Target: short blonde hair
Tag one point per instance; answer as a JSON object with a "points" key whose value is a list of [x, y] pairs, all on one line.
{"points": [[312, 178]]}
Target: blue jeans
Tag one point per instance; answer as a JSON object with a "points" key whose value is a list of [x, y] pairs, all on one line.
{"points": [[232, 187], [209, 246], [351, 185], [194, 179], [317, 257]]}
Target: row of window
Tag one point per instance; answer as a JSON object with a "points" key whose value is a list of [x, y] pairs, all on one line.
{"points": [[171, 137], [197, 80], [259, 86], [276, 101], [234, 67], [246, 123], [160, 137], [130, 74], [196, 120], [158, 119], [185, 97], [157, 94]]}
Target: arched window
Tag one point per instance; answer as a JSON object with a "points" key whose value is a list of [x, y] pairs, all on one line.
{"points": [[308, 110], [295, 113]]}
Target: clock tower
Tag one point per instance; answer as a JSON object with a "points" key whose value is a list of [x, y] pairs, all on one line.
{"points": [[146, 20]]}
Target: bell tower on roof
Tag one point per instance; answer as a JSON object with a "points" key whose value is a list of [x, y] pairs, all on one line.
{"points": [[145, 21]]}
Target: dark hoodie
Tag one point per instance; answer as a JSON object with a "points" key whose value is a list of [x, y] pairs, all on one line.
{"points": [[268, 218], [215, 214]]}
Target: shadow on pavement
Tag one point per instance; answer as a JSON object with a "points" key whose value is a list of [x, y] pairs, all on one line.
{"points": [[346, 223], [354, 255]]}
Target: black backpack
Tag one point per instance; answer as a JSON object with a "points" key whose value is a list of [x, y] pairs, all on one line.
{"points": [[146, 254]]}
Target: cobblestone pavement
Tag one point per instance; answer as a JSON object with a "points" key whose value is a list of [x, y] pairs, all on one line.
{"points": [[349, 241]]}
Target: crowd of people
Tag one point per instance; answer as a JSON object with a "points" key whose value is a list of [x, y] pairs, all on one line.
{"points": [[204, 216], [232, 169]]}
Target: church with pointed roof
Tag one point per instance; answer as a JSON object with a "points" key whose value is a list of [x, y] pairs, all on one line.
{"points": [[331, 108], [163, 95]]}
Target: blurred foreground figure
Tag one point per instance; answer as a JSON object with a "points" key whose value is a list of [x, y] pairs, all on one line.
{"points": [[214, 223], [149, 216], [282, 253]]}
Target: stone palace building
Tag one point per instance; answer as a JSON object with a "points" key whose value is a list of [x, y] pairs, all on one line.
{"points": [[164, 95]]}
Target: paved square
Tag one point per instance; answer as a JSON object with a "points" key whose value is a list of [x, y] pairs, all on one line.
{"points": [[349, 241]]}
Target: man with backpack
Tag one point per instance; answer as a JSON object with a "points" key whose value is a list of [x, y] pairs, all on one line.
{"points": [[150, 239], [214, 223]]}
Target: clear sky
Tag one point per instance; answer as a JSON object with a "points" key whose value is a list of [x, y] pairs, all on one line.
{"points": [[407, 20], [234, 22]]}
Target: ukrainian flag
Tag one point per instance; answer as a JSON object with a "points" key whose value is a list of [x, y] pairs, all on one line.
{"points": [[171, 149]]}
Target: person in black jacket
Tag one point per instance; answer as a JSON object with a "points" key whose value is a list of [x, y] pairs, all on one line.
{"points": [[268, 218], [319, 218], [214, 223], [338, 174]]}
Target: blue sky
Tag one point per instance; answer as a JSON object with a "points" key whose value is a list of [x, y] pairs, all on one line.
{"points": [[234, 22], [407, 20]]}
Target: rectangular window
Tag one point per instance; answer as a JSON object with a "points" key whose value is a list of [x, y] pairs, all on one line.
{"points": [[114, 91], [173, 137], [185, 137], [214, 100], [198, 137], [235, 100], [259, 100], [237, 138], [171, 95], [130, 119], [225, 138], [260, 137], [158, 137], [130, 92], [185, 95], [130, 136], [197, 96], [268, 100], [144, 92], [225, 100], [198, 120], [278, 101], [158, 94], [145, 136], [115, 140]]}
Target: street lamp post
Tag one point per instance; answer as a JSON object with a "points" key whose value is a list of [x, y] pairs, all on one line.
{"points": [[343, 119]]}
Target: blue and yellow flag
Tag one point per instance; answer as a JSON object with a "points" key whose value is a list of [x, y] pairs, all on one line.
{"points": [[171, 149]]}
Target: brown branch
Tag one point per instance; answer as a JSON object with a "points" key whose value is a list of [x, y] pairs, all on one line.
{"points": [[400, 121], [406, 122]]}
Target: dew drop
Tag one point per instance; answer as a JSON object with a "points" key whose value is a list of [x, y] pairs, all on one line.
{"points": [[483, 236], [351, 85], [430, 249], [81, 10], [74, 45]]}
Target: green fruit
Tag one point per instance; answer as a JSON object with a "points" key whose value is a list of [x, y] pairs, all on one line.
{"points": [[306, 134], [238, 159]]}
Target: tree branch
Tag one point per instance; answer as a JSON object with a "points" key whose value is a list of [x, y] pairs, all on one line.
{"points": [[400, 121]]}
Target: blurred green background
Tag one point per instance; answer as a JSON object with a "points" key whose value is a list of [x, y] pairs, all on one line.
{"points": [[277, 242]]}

● EXERCISE GOAL
Reproduce verbatim only the segment of the listing bounded by the line containing "Target: clock tower" and the line containing "Target: dark hoodie", with both boundary lines included.

● TASK SOLUTION
Target: clock tower
Tag one point per instance; answer as a JSON object with a "points" key whose value is a list of [x, y] pairs, all on one line.
{"points": [[146, 20]]}
Target: bell tower on roof
Tag one point per instance; answer as a JSON object with a "points" key whose value is a list of [x, y] pairs, all on one line.
{"points": [[145, 21]]}
Target: dark hoodie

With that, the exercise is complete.